- RECORDS SHOWN:

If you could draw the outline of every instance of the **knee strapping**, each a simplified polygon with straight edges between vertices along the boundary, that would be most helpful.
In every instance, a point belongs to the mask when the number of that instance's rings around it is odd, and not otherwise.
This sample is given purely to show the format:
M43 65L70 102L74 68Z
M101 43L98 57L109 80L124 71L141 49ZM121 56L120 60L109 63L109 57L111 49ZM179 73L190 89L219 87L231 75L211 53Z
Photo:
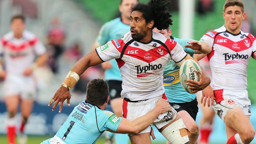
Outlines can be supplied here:
M189 131L186 128L180 118L166 127L161 133L172 144L184 144L189 142L188 133Z

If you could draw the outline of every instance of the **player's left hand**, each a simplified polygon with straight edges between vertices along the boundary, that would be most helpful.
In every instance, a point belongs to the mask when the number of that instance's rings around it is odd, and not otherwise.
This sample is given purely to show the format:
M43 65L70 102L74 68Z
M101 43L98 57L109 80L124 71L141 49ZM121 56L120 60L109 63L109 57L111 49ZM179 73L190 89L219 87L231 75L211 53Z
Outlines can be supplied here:
M211 83L211 79L208 76L205 75L197 70L195 71L199 76L199 81L197 82L193 80L188 80L187 84L190 86L188 88L194 90L191 92L194 93L198 91L203 90L206 87Z
M152 127L151 128L151 130L150 131L150 135L152 137L153 140L156 139L156 137L155 136L155 135L154 134L154 130L153 130L153 129L152 128Z
M23 74L25 76L29 76L32 74L33 72L33 69L32 68L28 68L24 71Z
M185 45L184 46L195 50L200 51L202 49L202 44L197 41L189 41L188 42L188 43L189 45Z
M60 102L60 108L59 109L59 112L60 113L61 112L61 110L62 110L63 103L66 99L67 99L67 104L68 106L70 106L69 100L71 98L71 95L69 90L67 89L67 88L61 85L60 86L60 87L57 90L53 97L49 102L48 106L50 106L51 105L56 102L54 105L52 107L52 111L53 111L58 104L59 104L59 103Z

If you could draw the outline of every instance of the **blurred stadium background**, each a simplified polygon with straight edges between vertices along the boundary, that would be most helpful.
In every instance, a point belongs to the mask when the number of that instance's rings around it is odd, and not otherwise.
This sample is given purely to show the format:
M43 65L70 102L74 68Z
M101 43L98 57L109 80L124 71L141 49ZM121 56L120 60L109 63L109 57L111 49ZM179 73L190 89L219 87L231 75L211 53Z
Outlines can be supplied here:
M193 20L187 21L193 26L193 37L199 40L206 32L220 27L224 24L222 12L223 0L172 0L169 9L173 16L173 25L170 28L172 35L179 37L184 34L179 30L180 17L182 9L179 2L193 1L194 10ZM147 0L140 0L146 2ZM208 5L202 4L210 1ZM256 34L256 1L244 0L247 18L243 21L242 30ZM47 48L50 58L49 65L38 68L35 72L37 77L38 95L33 111L25 128L29 135L28 144L39 143L53 136L66 120L69 114L76 105L85 98L86 85L90 79L104 77L100 67L91 68L81 76L79 82L72 90L71 100L72 106L64 106L59 114L52 112L47 106L48 102L59 87L67 72L74 63L82 56L90 51L93 42L101 25L104 22L118 16L119 0L0 0L0 35L9 31L10 19L14 14L22 13L26 16L27 29L35 33L44 42ZM61 30L60 32L58 31ZM56 32L62 37L63 50L56 56L56 51L49 42L49 35ZM58 33L58 32L59 33ZM252 59L248 68L248 90L251 100L252 115L251 121L256 128L256 61ZM2 83L0 89L2 88ZM5 123L7 115L4 102L2 90L0 91L0 143L7 143ZM199 120L199 112L197 117ZM19 114L16 118L20 121ZM215 117L214 129L210 138L211 143L224 143L226 141L224 123ZM155 131L155 132L157 131ZM153 143L165 143L160 134L156 132L157 137ZM96 143L104 143L103 138ZM252 143L256 143L254 140Z

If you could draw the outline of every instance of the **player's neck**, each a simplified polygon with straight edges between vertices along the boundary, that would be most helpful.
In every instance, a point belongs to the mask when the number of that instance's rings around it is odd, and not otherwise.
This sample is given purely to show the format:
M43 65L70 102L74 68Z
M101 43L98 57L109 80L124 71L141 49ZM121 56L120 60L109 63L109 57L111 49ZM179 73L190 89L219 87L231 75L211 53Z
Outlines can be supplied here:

- STATED EXERCISE: Repeat all of the entries word for word, but omit the pictures.

- SOLUTION TO THE PROBLEM:
If you could draw the outline of every instance of the **knee strapping**, each a simplified polygon with straight edges between vertices along the boundary, that would be most helpful.
In every instance, a point belongs to the mask when the number of that instance's rings around it is odd, and not otherwise.
This sample is given purely to show the format:
M43 65L70 102L74 68Z
M101 43L98 57L109 80L124 71L141 49ZM121 56L120 60L109 63L109 57L111 49ZM179 73L190 89L219 87L231 75L211 53Z
Photo:
Outlines can be supplied here:
M189 131L186 128L180 118L166 127L161 133L172 144L184 144L189 142L188 133Z

If you could draw the outline of every instance of the **player's left hand**, each a simplified polygon with straight edges between vertices along the boundary, that would be most helpful.
In every instance, a point belongs to the mask when the number of that instance's rings around it is odd, and not otherwise.
This sample is given purely to show the format:
M43 65L70 102L74 68Z
M101 43L98 57L109 80L124 71L141 49ZM121 56L120 60L109 63L109 57L111 49ZM179 73L190 89L219 87L231 75L211 53Z
Outlines can be supplied here:
M211 83L211 79L208 76L205 75L197 70L195 71L199 76L199 81L197 82L193 80L188 80L187 84L190 86L188 88L194 90L191 92L194 93L198 91L203 90L206 87Z
M152 127L151 128L151 130L150 131L150 135L152 137L153 140L156 139L156 137L155 136L155 135L154 134L154 130L153 130L153 129L152 128Z
M23 74L25 76L29 76L32 74L33 72L33 69L32 68L28 68L24 71Z
M185 45L184 46L195 50L200 51L202 49L202 44L197 41L189 41L188 42L188 43L189 45Z
M60 102L60 108L59 109L59 112L60 113L61 112L61 110L62 110L63 103L66 99L67 99L67 104L68 106L70 106L69 100L71 98L71 95L69 90L67 89L67 88L61 85L60 86L60 87L57 90L53 97L49 102L48 106L50 106L51 105L56 102L54 105L52 107L52 111L53 111L58 104L59 104L59 103Z

If you could draw the outline of every instance of the **blurred stadium background**, each a simplified polygon with straight edges between vertices along the boundary, that would be most helpful.
In every instance, a point belongs to the mask when the number of that instance's rings around it is odd, and not otherwise.
This sample is given purely to show the format:
M43 65L70 102L74 68Z
M101 43L98 57L109 80L124 71L141 49ZM121 56L120 60L109 63L109 57L111 49ZM179 73L190 89L219 87L231 75L211 53Z
Outlines can be supplied here:
M193 20L187 21L193 26L193 37L199 40L206 32L220 27L224 24L222 12L223 0L172 0L169 9L173 16L173 25L170 28L172 35L179 37L184 34L179 30L180 17L182 9L179 2L193 1L194 10ZM147 0L140 0L146 2ZM208 5L202 4L210 1ZM256 34L256 1L244 0L247 18L243 21L242 30ZM47 48L50 58L49 65L38 68L35 72L37 77L38 95L33 111L25 128L29 135L28 144L39 143L53 136L66 120L69 114L76 105L85 98L86 85L90 79L104 77L100 67L91 68L81 76L79 82L72 90L71 100L72 106L64 106L59 114L52 112L47 106L48 102L59 87L67 72L74 63L82 56L90 51L93 42L101 25L104 22L118 16L119 0L0 0L0 35L9 31L10 19L14 14L22 13L26 16L27 29L35 33L44 42ZM61 30L60 32L58 31ZM56 32L62 37L63 50L56 56L56 51L49 42L49 35ZM58 33L58 32L59 33ZM252 59L248 68L248 90L251 100L252 115L251 121L256 128L256 61ZM2 83L0 89L2 88ZM5 123L7 115L4 102L2 90L0 91L0 143L7 143ZM199 120L199 112L197 117ZM19 114L16 118L20 121ZM215 117L214 129L210 138L211 143L224 143L226 141L224 123ZM155 131L155 132L157 131ZM153 143L165 143L160 134L156 132L157 137ZM96 143L104 143L103 138ZM252 143L256 143L254 140Z

If you could draw the outline of every instance of the **player's neck**, each a simplified polygon with straight edges between vertices along the boundary, that would be most helpful.
In every instance, a point belongs to the mask when the number of that instance's rings around it is odd, and not otherwise.
This sample is given purely to show the format:
M43 65L70 102L74 68Z
M101 43L98 57L109 80L124 71L141 49ZM121 56L120 60L109 63L109 57L111 49ZM179 73L190 89L219 87L231 75L211 53Z
Outlines can be supplied here:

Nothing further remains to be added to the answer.